**Given instruction**
The records that follow are to be repeated exactly, with the pictures removed.

**Data provided**

○ ○ ○ ○ ○ ○ ○

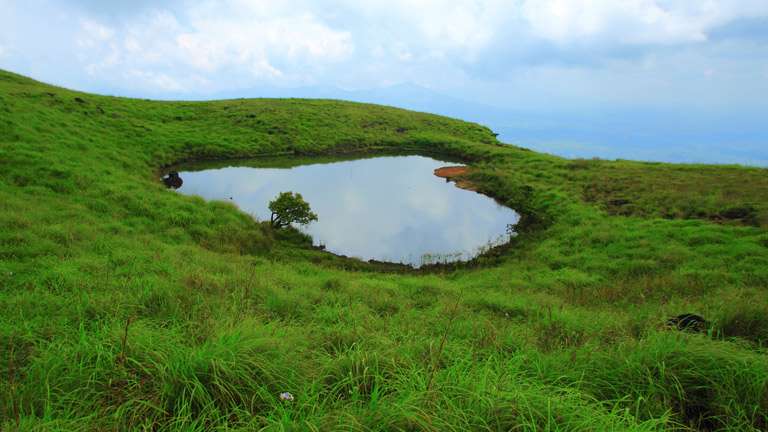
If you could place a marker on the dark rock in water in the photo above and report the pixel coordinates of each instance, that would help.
(688, 322)
(172, 180)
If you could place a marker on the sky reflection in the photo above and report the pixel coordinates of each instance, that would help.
(386, 208)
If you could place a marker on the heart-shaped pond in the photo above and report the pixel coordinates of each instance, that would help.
(390, 208)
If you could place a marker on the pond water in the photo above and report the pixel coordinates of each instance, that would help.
(390, 208)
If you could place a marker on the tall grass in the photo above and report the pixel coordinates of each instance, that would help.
(127, 307)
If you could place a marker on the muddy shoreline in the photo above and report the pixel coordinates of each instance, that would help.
(456, 174)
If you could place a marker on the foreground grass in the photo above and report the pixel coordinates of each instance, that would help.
(125, 306)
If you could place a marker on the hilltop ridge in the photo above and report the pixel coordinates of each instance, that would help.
(124, 306)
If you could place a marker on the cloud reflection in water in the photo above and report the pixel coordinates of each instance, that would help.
(385, 208)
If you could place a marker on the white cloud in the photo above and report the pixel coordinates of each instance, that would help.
(240, 38)
(633, 21)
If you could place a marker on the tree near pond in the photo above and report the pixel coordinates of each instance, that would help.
(288, 208)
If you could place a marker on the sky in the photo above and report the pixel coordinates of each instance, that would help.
(677, 80)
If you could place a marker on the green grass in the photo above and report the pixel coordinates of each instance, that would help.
(124, 306)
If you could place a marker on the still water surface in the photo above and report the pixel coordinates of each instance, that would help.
(385, 208)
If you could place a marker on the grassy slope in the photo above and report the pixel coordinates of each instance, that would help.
(123, 305)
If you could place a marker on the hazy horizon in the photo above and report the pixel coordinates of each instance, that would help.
(658, 80)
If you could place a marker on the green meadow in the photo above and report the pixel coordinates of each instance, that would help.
(126, 306)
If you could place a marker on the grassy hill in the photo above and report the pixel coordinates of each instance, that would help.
(124, 306)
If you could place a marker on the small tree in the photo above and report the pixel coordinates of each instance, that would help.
(288, 208)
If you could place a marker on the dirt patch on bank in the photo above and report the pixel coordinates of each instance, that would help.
(456, 174)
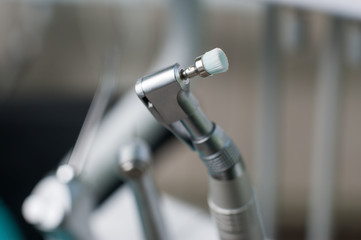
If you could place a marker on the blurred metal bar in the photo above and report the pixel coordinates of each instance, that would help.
(293, 29)
(267, 123)
(104, 92)
(326, 139)
(135, 168)
(353, 44)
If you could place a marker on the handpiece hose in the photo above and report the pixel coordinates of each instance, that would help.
(167, 96)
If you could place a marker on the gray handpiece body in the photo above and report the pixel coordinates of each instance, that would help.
(231, 200)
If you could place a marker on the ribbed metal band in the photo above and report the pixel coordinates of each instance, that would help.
(237, 224)
(223, 160)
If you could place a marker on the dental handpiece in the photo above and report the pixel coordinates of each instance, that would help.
(134, 168)
(167, 95)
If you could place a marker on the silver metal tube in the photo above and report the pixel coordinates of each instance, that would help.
(267, 123)
(326, 137)
(134, 165)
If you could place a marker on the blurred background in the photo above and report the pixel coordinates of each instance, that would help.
(290, 100)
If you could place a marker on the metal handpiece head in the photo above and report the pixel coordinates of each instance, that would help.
(167, 95)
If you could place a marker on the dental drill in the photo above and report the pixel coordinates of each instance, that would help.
(167, 95)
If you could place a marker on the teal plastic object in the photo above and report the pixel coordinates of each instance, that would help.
(9, 230)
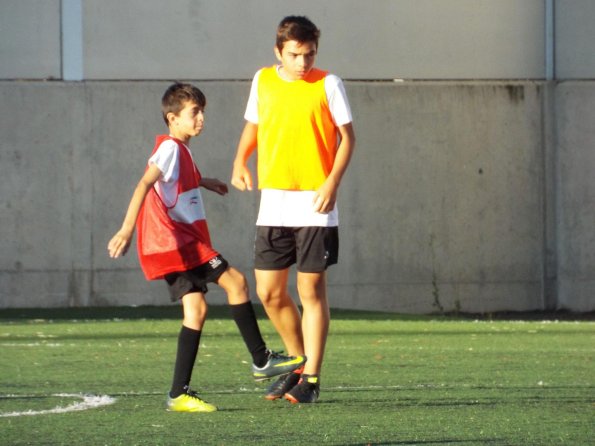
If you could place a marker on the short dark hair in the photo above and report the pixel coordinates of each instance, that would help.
(177, 95)
(298, 28)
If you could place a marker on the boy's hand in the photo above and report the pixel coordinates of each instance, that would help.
(241, 178)
(325, 198)
(119, 244)
(213, 184)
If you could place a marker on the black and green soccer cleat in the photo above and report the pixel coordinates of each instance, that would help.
(276, 365)
(282, 385)
(306, 391)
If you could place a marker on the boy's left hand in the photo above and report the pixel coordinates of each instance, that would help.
(325, 198)
(213, 184)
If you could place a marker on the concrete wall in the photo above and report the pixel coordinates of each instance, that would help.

○ ○ ○ ○ ○ ○ ○

**Answer**
If you could place a marker on the dark rock in water in the photo above and report the pixel coordinates of each instance, that would help.
(688, 322)
(172, 180)
If you could place a marker on the sky reflection in the photo above and report the pixel coordinates of each instance, that would help.
(386, 208)
If you could place a marker on the heart-shaped pond in the photo above and report the pixel coordinates of each instance, that would help.
(390, 208)
If you could place a marker on the pond water in the photo above and report the pixel coordinates of each instance, that would help.
(390, 208)
If you could place a marker on the tall grass in the photo above and report the pixel coordinates of each instance, that would help.
(127, 307)
If you could place a marker on the muddy shoreline in the photo above and report the pixel coordinates of each instance, that would help.
(456, 174)
If you could place a marker on the foreground grass in the photo above and report the pixel coordinates of each instance, that would help.
(125, 306)
If you could place a marker on the hilltop ridge in the photo above and report the pixel coordinates of each instance, that would help.
(124, 306)
If you could place a marker on the cloud reflection in water in the photo above and report the pixel coordinates of each instance, that would help.
(385, 208)
If you could place a marker on the white cloud in the photo above and report the pixel coordinates of each instance, that would help.
(240, 38)
(633, 21)
If you could place a marker on the tree near pond in the photo above and report the pixel coordinates of each instance, that would help.
(288, 208)
If you could place a marker on the sky in the photo above and report the pixel coordinates of each instance, that would help.
(677, 80)
If you could place a marker on the green grass in the photo above and report the pixel coordinates of each instance, that would help.
(124, 306)
If you could place a marker on the still water surface in the photo above and report the pixel coordinates of each instance, that would help.
(385, 208)
If you could place a marker on the grassy slope in the photo above and report the pixel coordinates of each instance, that would help.
(123, 305)
If you could place a marker on the hazy horizon in the photo above and report the pixel coordinates of each instance, that would help.
(658, 80)
If you could place a marker on the green meadow in the photo above and report the pixel coordinates of each instance, that would help.
(126, 306)
If you could place a marker on the grassy hill in the photo above and report the pixel coordinates of each instance, that would help.
(124, 306)
If you could place a marker on the small tree in the photo above and report the pixel coordinates of each instance, that would help.
(288, 208)
If you could place a marker on the dirt patch on bank in the photo above and report the pixel coordinates of each instance, that would help.
(456, 174)
If you could place a marker on the blurred metal bar in the photo above and report the pixel coordinates of each instance, that would help.
(293, 29)
(267, 123)
(104, 92)
(326, 139)
(135, 168)
(353, 44)
If you could place a marker on the handpiece hose in the photo above and report the pixel coordinates of each instance, that would help.
(167, 96)
If you could place a marker on the gray handpiece body in the photo above and report the pixel coordinates of each instance, that would help.
(231, 200)
If you could place a marker on the ribbed metal band in the photo above and report the pixel coordinates of each instance, that would help.
(237, 224)
(223, 160)
If you could place a marker on the dental handpiece in the photo above and report the pixel coordinates of each instance, that would help.
(134, 168)
(167, 95)
If you could place a marker on the silver metal tube in the photo above and report the pixel coordinates of each instance, that would help.
(267, 123)
(326, 137)
(134, 165)
If you could place a marker on the blurred background in the photo above and report the pixel coordinates of each instance, that would help.
(290, 100)
If you could place a marker on the metal handpiece head in the photo above and report the pixel coordinates of each instance, that would help.
(167, 95)
If you could place a marker on the dental drill in the photo above and report the pixel coordinates of each instance, that would help.
(167, 95)
If you could place a marker on the teal plastic object in the photo above and report the pixel coordinates of each instance, that would help.
(9, 230)
If you could place a marker on the short dark hair in the photo above and report the pixel coordinates of each instance, that would help.
(177, 95)
(298, 28)
If you could place a marker on the boy's hand in the photo above and report the pixel coordinates of each instance, that would help.
(241, 178)
(325, 198)
(119, 244)
(213, 184)
If you could place a marker on the black and green soccer cleat in the photo above and report the pixel coordinates of each instance, that would help.
(276, 365)
(282, 385)
(306, 391)
If you could place a marker on the boy's left hand in the photo above and report the pixel coordinates of each instance, that would help.
(325, 198)
(213, 184)
If you could place a marker on the concrete wall in the photo above and report the pixel coordinates of each instance, that would help.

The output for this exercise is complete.